• TASK DESCRIPTION
Repeat exactly, and only, the lines of the entries below from the one with "eyeglasses, returning a bounding box for each." through the one with "wrist, returning a bounding box for each.", both ends included.

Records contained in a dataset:
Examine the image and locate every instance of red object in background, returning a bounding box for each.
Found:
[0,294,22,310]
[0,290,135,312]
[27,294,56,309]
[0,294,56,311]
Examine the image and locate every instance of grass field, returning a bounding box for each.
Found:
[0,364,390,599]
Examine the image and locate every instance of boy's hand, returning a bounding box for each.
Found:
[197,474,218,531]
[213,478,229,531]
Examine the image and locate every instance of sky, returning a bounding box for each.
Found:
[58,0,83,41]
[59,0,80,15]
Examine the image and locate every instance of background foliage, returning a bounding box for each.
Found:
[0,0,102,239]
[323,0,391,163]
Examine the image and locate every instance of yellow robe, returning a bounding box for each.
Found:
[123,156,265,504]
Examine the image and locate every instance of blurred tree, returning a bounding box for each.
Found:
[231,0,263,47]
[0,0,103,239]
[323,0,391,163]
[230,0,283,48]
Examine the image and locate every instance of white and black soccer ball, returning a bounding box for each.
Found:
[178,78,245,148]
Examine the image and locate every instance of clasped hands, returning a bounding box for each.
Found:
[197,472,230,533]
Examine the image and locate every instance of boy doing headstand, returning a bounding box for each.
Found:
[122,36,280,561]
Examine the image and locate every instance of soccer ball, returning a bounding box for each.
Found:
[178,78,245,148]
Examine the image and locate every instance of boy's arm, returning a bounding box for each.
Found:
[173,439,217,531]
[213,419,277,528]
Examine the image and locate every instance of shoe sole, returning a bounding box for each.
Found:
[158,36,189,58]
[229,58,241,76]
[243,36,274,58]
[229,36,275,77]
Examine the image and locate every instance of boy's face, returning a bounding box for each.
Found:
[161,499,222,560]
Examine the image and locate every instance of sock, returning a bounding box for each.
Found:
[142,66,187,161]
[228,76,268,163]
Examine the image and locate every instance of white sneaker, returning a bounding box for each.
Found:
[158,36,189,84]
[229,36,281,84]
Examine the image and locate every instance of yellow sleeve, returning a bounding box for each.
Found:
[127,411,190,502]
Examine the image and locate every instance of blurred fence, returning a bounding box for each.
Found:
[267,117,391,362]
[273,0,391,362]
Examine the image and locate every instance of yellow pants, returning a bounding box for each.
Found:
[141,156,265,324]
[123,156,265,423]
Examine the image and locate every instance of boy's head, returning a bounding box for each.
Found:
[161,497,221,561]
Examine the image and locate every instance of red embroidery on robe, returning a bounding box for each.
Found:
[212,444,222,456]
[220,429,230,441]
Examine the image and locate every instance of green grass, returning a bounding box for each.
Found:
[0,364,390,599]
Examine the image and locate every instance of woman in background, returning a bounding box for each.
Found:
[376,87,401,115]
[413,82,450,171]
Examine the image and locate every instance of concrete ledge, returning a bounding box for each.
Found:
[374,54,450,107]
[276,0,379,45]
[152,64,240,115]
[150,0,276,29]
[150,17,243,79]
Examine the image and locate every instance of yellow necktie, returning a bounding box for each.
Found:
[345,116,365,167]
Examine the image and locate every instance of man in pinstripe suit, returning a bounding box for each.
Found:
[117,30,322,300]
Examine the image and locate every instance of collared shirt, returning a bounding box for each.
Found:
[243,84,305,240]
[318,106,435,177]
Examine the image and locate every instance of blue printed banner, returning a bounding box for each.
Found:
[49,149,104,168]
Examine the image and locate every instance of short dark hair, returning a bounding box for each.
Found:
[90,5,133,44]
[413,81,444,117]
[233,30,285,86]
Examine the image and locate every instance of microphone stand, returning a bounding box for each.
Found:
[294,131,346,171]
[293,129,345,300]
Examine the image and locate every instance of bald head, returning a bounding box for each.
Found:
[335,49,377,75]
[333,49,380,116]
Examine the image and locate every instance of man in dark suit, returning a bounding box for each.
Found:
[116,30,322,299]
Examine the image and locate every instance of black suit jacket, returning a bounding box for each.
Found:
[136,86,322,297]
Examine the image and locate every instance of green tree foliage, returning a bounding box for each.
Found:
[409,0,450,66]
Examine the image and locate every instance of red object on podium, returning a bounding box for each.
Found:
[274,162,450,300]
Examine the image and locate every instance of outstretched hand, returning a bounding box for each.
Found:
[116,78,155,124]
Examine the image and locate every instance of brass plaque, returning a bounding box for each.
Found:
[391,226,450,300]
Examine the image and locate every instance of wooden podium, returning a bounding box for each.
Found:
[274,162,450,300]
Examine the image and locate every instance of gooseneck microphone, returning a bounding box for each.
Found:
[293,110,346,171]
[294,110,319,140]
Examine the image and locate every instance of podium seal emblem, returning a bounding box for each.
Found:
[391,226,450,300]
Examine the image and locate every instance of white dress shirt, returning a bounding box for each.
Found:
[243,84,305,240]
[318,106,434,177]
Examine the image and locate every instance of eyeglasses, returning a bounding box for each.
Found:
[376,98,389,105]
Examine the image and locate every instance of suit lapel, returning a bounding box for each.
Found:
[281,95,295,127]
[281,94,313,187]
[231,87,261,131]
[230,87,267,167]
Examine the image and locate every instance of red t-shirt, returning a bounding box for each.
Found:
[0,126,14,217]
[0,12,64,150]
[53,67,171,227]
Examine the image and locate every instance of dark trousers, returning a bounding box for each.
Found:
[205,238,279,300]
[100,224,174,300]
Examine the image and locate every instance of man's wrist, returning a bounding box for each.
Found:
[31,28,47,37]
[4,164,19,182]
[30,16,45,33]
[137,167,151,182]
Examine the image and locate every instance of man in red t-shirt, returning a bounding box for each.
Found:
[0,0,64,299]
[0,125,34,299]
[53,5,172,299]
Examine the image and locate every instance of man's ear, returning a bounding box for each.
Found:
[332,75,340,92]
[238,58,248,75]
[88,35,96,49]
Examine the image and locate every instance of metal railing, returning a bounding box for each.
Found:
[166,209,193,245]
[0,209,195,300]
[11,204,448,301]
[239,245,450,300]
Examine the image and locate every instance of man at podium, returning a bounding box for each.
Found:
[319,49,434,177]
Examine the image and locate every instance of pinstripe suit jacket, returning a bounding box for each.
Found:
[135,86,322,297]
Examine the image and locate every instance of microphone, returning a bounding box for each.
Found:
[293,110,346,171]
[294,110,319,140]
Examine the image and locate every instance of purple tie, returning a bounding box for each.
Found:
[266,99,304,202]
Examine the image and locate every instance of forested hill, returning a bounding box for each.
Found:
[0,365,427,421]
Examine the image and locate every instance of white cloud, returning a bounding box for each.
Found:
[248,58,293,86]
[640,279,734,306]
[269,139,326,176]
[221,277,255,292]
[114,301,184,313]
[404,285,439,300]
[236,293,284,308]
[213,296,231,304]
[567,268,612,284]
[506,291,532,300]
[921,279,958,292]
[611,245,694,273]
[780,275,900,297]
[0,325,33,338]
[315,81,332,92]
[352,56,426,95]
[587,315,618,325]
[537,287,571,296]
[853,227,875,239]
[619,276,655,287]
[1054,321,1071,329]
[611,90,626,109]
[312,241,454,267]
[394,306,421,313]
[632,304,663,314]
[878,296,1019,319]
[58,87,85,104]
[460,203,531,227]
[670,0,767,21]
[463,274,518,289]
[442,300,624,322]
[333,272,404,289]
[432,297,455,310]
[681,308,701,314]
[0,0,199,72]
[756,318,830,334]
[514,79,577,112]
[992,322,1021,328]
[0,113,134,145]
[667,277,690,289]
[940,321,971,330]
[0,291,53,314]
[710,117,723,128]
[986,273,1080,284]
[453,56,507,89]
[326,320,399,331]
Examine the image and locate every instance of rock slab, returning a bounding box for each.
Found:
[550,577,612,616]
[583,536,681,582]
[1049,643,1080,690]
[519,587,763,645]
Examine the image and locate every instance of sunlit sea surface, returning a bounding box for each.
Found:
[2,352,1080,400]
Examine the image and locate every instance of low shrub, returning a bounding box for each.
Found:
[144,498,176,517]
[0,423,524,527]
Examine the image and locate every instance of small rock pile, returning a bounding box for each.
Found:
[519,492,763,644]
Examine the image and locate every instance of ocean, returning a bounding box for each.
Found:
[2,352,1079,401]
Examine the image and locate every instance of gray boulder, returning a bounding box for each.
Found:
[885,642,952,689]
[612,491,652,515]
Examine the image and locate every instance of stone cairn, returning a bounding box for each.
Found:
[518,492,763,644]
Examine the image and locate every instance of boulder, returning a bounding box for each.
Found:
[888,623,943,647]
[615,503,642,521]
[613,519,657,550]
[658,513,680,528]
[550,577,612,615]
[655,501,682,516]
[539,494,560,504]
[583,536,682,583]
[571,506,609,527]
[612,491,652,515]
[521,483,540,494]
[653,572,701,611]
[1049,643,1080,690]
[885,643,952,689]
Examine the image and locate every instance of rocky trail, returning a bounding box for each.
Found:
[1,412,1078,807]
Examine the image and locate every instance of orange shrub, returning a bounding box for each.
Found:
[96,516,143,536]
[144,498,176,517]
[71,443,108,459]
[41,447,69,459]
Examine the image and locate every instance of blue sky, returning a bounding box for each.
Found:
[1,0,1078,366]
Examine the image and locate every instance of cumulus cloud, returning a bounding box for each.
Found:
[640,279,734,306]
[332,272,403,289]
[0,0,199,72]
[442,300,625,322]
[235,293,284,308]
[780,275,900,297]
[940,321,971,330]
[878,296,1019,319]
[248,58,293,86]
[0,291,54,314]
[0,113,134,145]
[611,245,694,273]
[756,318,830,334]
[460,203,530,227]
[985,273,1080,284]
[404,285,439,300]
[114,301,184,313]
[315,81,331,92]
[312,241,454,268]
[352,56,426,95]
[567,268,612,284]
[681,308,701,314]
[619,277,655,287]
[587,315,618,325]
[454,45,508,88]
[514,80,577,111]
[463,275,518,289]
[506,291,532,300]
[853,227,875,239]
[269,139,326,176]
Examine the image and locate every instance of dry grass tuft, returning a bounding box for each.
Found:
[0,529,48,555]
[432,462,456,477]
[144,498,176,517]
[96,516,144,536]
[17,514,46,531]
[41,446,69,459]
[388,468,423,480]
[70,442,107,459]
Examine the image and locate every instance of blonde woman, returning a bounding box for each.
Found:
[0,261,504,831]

• TASK SOLUTION
Examine the image and locate every instance of eyeglasses, returning a bounding box for each.
Found:
[376,98,389,105]
Examine the image and locate every instance of suit lapel, returning a bounding box for each.
Found:
[281,95,295,127]
[281,94,313,187]
[231,87,261,131]
[230,87,267,167]
Examine the image and locate every instance of red t-shirt, returning a bounding box for each.
Found:
[0,126,14,217]
[0,12,64,150]
[53,67,171,227]
Examine the image and locate every instance of dark trousers, returning a bounding box for each.
Found:
[205,238,279,300]
[100,224,174,300]
Examine the image and locate every instance of man's wrist, returning a bounding box for each.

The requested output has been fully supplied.